• Work to be completed:
Answer these questions using the article on in-house wholesale lending:
(a) In which city is ComUnity Lending based?
(b) How many offices does Alliance West Mortgage have in Arizona?
(c) Who is the president of Alliance West Mortgage?

• Text extract:
A NEW IN-HOUSE WHOLESALE LENDER CONCEPT HAS HELPED TWO WEST COAST BROKERS INCREASE THEIR BUSINESS VOLUME. Instead of the traditional business formula where brokers bring their business to the wholesaler, this wholesaler brings his underwriters to the broker.
New efficiencies and productivity have resulted that are--surprisingly, in this age of technology--not the result of technology. The innovative factor here is people in closer business proximity.
Alliance West Mortgage, a Scottsdale, Arizona, broker, has doubled its size in two years after accepting the offer of a wholesaler lender, ComUnity Lending, San Jose, California, to put an underwriter dedicated to servicing Alliance in the broker's office. This makes it possible for Alliance loan officers to get immediate answers to their questions; allows originators to help prioritize the underwriter's workload and gives the brokerage firm the look and feel of a mortgage banker.
Puget Sound Mortgage and Escrow, Bainbridge Island, Washington, a broker with offices in Poulsbo, Silverdale and Bainbridge Island, Washington, also has taken advantage of the in-house wholesale lender concept. It has helped the brokerage to originate loans--some of them out of the ordinary--that might have gone to other brokers. The ComUnity Lending underwriter is dedicated totally to the broker's needs. This makes it possible to undertake immediate, face-to-face consultations to overcome obstacles to originating loans.
Alliance West Mortgage is a large brokerage firm in Arizona, with seven offices located throughout the state. It specializes in assisting small- and medium-sized home builders in financing the acquisition and development phase of their projects and also helps to obtain FHA, VHA and Fannie Mae project approvals. Alliance West also supports its loan officers with a telemarketing operation that provides them with high-quality leads.
"Two years ago, we were looking for ways to grow the firm," says Greg Dwight, president of Alliance West Mortgage. "The main challenge that we faced, along with every other mortgage broker, was attracting and retaining good loan officers. I realized that the key to building up our staff was giving our brokers the opportunity to originate more loans. This was what initially attracted me to ComUnity Lending's Mortgage Master concept. I felt that this approach might give our loan officers an advantage over the competition by giving them the ability to close loans faster and to find out exact loan status at any time."

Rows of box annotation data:
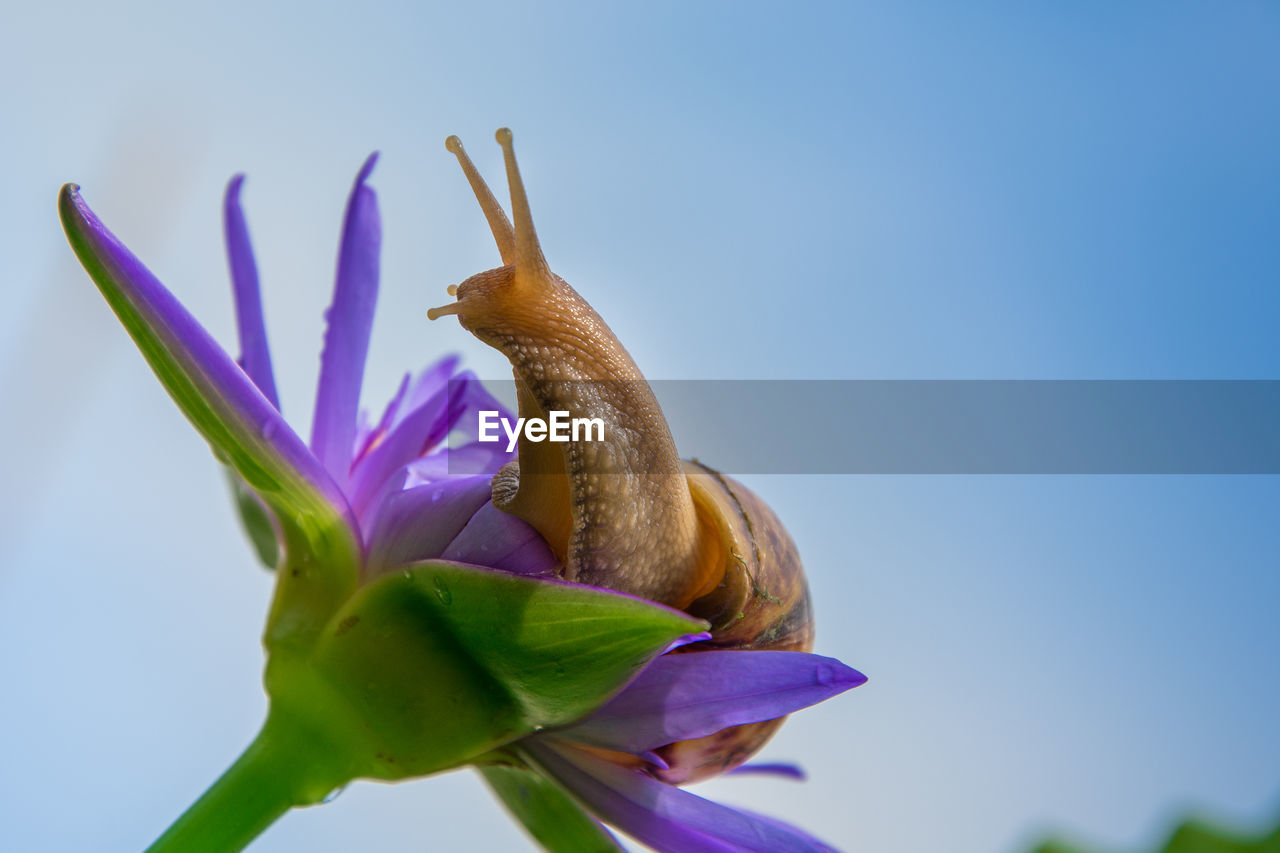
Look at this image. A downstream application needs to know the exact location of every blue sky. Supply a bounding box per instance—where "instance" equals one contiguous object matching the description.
[0,3,1280,853]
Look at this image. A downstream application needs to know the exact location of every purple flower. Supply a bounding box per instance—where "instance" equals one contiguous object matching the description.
[60,154,865,852]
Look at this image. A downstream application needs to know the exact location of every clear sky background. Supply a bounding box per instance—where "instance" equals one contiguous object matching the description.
[0,0,1280,853]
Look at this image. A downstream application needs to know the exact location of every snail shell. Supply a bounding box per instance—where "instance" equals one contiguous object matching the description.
[428,128,813,784]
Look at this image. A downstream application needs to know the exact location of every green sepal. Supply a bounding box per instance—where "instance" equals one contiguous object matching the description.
[480,761,625,853]
[59,184,361,637]
[266,561,705,779]
[227,469,280,569]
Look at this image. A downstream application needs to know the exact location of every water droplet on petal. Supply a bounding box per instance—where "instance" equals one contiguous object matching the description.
[431,578,453,606]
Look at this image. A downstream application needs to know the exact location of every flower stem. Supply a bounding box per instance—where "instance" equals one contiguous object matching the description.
[147,713,349,853]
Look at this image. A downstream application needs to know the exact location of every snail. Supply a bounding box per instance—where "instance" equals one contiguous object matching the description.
[428,128,813,784]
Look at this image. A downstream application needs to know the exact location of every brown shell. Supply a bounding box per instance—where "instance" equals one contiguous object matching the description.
[650,462,814,785]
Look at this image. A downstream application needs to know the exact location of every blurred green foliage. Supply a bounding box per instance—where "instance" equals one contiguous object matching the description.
[1032,820,1280,853]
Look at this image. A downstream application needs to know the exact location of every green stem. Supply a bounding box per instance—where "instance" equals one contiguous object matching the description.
[147,713,349,853]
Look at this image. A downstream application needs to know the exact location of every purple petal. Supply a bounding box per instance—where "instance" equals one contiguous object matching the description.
[223,174,280,409]
[440,502,559,578]
[347,379,449,520]
[521,736,835,853]
[311,151,383,485]
[389,355,461,429]
[369,476,489,573]
[352,373,408,455]
[406,442,516,485]
[59,184,356,534]
[724,763,809,781]
[563,651,867,753]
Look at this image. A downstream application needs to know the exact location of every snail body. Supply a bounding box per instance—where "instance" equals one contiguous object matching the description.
[429,128,813,783]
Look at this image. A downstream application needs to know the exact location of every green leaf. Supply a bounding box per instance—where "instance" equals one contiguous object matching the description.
[1036,820,1280,853]
[58,184,361,637]
[282,562,705,779]
[480,765,625,853]
[227,469,280,569]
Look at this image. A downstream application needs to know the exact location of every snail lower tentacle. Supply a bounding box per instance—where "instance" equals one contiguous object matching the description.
[428,129,813,783]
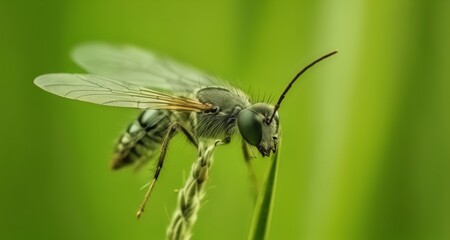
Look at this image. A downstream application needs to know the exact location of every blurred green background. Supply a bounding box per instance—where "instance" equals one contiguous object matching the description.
[0,0,450,240]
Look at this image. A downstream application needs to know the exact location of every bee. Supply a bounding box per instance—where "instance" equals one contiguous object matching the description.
[34,43,337,217]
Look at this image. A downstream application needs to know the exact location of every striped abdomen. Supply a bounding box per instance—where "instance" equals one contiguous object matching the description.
[111,110,171,169]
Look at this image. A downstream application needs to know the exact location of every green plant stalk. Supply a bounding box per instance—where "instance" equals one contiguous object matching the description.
[167,142,217,240]
[248,142,281,240]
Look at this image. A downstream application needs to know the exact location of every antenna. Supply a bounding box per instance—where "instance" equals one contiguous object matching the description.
[267,50,338,124]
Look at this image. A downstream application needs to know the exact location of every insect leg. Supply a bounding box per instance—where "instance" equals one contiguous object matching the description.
[136,122,198,218]
[242,141,259,199]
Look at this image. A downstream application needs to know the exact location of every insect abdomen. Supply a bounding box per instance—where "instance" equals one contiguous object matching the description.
[111,110,170,169]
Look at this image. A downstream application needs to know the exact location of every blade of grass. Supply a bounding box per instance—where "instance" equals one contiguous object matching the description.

• The response:
(a) San Jose, California
(b) Seven
(c) Greg Dwight